### REQUIRED ACTION
Find the word "sleeve" in the material below and gather every line that contains it.

**** ENTRIES PROVIDED ****

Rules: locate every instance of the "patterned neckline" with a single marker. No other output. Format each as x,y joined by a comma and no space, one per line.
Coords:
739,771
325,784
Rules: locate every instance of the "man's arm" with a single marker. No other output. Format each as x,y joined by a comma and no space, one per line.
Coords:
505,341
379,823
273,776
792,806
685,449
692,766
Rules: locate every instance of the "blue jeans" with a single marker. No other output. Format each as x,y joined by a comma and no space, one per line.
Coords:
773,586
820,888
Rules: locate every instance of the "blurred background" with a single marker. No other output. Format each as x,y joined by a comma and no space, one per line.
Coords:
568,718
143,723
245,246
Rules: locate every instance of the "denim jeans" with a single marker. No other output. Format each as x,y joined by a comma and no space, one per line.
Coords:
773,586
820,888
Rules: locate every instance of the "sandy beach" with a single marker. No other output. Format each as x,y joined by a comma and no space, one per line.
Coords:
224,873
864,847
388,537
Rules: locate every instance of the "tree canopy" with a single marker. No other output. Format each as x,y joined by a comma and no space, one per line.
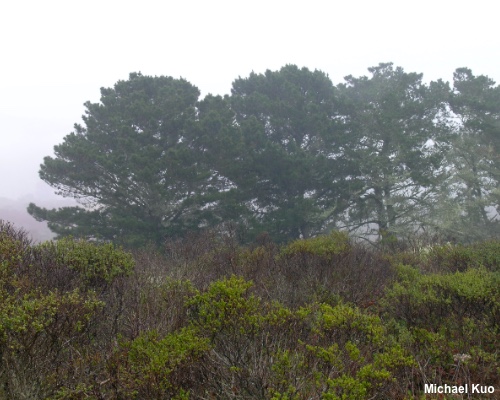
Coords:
287,152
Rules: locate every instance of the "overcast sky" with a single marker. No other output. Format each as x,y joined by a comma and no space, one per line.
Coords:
55,55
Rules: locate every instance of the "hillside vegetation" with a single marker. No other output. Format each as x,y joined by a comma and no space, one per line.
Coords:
206,318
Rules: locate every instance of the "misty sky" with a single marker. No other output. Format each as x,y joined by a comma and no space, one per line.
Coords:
55,55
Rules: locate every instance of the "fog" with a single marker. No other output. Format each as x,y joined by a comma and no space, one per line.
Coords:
56,55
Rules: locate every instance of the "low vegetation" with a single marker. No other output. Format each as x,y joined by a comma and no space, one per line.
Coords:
206,318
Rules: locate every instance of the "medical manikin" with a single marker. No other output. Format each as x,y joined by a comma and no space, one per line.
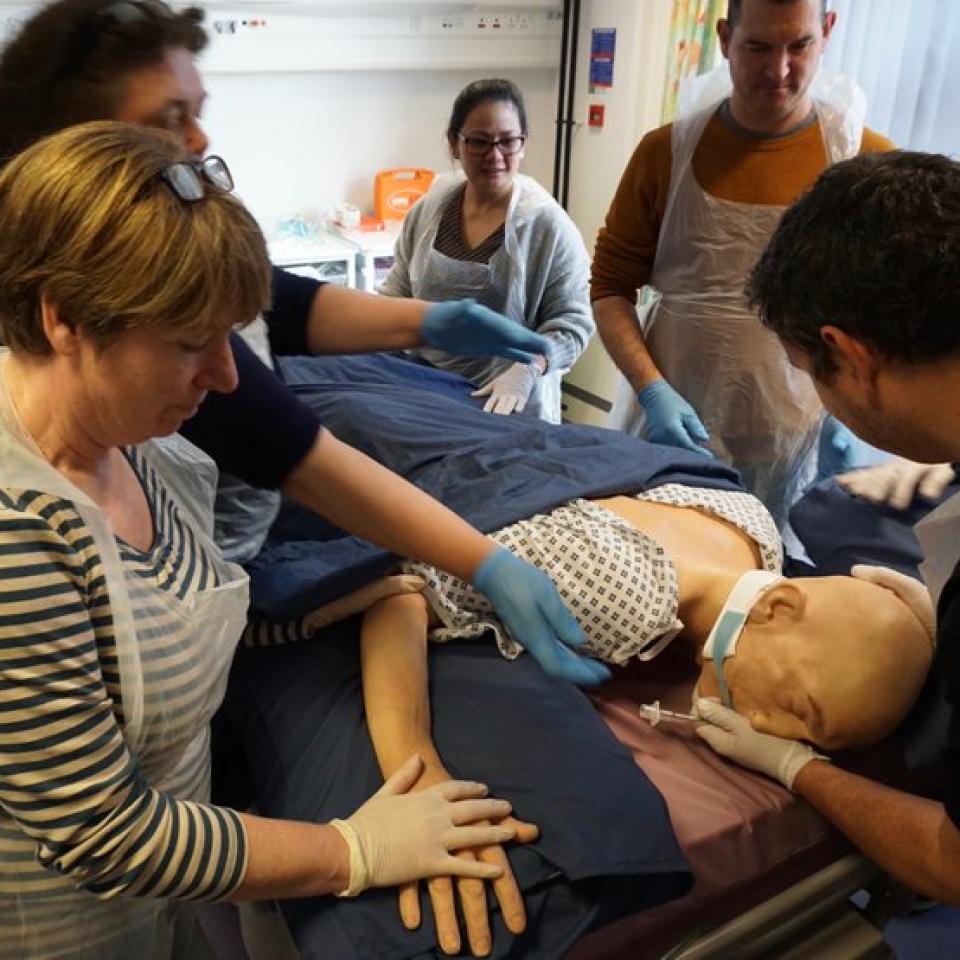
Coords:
837,661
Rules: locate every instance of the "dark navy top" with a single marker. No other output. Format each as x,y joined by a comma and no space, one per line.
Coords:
261,431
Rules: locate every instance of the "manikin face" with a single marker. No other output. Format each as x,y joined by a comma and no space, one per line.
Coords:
831,660
491,173
168,95
774,52
169,372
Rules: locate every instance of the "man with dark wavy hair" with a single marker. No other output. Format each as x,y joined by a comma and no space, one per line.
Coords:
861,282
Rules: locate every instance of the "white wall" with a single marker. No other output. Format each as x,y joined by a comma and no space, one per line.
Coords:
301,143
632,107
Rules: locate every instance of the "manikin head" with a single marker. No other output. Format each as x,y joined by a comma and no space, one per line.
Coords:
774,48
832,660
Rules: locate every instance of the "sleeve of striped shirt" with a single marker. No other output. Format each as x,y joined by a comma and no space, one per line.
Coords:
66,776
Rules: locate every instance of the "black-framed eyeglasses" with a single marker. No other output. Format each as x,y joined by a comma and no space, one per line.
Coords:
481,146
186,177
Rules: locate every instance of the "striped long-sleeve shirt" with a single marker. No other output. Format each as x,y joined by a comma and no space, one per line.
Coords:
80,817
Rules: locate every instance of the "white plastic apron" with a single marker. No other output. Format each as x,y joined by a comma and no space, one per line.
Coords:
763,415
165,741
499,285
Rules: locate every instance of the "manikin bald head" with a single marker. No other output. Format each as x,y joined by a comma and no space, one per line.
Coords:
831,660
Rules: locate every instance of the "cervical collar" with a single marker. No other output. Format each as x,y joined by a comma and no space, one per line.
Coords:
722,642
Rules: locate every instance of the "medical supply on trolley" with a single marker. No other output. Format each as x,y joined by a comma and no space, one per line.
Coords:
301,247
396,191
373,250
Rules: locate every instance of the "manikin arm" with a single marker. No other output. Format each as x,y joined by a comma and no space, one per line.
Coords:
396,700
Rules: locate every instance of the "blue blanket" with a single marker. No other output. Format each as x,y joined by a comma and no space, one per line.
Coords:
422,424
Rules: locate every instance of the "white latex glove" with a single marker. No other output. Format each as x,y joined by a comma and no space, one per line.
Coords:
509,392
911,591
730,734
397,837
360,600
897,482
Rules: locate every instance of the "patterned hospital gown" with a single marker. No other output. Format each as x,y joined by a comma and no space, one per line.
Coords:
619,582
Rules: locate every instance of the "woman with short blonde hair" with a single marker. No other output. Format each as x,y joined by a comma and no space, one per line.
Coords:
123,267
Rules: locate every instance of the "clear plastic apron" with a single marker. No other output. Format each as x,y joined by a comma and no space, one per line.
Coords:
762,414
499,285
171,744
939,536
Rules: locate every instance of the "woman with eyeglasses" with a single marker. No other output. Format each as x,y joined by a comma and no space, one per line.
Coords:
498,237
124,266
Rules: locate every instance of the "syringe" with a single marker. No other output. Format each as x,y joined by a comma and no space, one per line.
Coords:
655,713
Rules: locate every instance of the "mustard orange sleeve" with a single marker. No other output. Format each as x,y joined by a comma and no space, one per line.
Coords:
627,243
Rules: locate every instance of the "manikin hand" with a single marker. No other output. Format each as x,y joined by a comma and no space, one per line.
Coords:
730,734
526,601
466,328
670,420
397,836
470,892
911,591
509,392
898,482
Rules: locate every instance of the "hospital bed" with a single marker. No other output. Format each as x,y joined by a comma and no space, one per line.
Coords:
769,877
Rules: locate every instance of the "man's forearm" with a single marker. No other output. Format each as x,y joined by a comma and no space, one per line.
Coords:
343,320
364,498
621,334
909,837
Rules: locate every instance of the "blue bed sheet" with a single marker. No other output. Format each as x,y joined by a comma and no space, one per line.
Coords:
607,848
491,470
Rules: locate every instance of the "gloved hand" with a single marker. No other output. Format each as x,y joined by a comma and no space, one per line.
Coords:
396,836
527,602
509,392
910,590
840,449
465,327
671,420
897,482
730,734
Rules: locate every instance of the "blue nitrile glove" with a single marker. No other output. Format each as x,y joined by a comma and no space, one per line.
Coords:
841,450
465,327
527,602
671,420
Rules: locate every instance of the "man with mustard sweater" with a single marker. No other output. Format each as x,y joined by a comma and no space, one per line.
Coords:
696,205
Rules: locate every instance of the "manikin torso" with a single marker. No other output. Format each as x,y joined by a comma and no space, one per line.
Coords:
708,553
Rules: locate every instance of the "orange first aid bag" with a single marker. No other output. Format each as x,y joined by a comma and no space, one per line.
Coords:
396,191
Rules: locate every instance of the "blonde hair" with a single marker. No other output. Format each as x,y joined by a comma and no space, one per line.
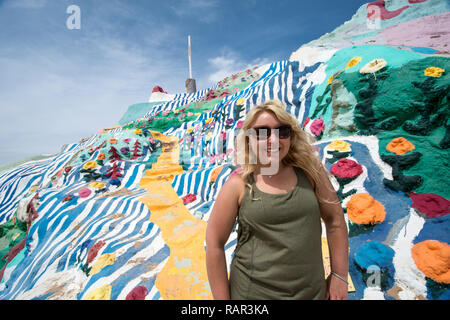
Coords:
300,152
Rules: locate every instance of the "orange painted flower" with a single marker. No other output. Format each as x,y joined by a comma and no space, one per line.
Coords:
362,208
101,156
432,257
400,146
90,165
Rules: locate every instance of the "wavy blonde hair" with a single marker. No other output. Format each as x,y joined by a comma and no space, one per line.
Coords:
300,154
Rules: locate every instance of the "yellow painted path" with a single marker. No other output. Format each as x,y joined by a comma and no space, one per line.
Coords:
184,275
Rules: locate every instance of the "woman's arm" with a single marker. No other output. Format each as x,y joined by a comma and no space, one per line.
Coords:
337,236
220,224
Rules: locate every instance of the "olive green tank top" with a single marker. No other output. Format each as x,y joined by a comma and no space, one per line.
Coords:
278,253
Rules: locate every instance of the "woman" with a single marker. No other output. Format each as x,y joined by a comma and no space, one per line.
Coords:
278,254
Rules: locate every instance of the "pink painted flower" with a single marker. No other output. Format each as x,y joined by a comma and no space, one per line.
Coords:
306,122
317,127
84,193
223,135
189,198
346,168
212,159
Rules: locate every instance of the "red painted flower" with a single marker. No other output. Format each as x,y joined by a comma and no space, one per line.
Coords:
430,204
67,169
346,168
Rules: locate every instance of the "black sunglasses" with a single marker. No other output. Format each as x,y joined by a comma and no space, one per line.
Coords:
264,133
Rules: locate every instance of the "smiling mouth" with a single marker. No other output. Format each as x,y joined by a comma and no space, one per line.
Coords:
273,150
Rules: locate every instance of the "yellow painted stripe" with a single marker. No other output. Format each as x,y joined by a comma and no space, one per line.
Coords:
184,275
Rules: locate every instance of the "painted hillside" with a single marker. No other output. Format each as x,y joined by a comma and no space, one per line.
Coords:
122,214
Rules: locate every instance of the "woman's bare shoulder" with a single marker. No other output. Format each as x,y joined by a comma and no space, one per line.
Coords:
237,184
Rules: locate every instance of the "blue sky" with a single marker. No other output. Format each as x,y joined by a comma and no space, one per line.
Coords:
59,85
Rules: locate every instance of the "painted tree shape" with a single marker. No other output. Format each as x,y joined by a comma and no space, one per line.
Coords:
115,156
433,111
136,150
399,163
364,113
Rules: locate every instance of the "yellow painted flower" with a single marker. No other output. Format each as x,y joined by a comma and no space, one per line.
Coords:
373,66
215,173
98,185
329,80
353,62
90,165
240,101
434,72
339,145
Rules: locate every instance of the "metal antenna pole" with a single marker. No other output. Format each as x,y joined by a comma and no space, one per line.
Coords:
190,63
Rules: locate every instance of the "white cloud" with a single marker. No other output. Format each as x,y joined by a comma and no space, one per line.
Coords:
69,86
228,63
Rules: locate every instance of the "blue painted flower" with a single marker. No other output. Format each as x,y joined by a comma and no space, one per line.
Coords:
374,253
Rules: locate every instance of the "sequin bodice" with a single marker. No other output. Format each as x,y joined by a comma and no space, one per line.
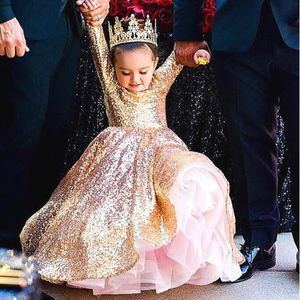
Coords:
126,109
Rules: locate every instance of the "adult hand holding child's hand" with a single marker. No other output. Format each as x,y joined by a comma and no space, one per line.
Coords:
94,11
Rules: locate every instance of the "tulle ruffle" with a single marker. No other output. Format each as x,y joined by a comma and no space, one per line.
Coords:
201,251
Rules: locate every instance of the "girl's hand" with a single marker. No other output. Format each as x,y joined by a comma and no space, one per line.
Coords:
94,11
202,57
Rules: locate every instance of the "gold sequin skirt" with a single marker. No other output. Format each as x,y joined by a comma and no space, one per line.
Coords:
118,202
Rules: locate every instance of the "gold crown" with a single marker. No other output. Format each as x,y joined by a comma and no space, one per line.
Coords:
118,35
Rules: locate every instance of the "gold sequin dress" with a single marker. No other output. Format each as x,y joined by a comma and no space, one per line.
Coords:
138,210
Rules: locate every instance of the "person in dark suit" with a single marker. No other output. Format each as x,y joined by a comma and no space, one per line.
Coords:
39,57
256,63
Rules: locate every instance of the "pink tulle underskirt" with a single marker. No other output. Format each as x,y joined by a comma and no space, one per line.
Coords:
199,254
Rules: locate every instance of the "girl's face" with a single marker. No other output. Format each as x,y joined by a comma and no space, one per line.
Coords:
134,69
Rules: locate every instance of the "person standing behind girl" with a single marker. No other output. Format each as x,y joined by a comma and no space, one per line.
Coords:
138,210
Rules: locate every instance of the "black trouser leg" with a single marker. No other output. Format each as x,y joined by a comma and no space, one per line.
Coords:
249,99
49,163
25,85
287,81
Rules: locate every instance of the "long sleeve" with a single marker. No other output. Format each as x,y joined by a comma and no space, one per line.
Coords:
166,74
102,60
187,20
6,11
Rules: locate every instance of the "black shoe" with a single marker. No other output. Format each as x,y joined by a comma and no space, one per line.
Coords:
256,258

****

### RESULT FOR THIS TASK
Rules: locate every instance of the "sleeve of striped shirt" with a single marker. No other output. Format each as x,y joined by a comma and no space, one per line.
Rules: locate every instance of the "striped long-sleeve shirt" with a single marker. No other output. Format each as x,y joined by a comma and no space, one per line.
Rules: locate every instance of the "mustard orange sleeve" with a single marker. No other output. Format each as x,y joined by a comma and no space, one per line.
Rules: locate every instance of the "long sleeve" with a single marker. No other output. Format each as x,y joined by a comma and no space, one per line.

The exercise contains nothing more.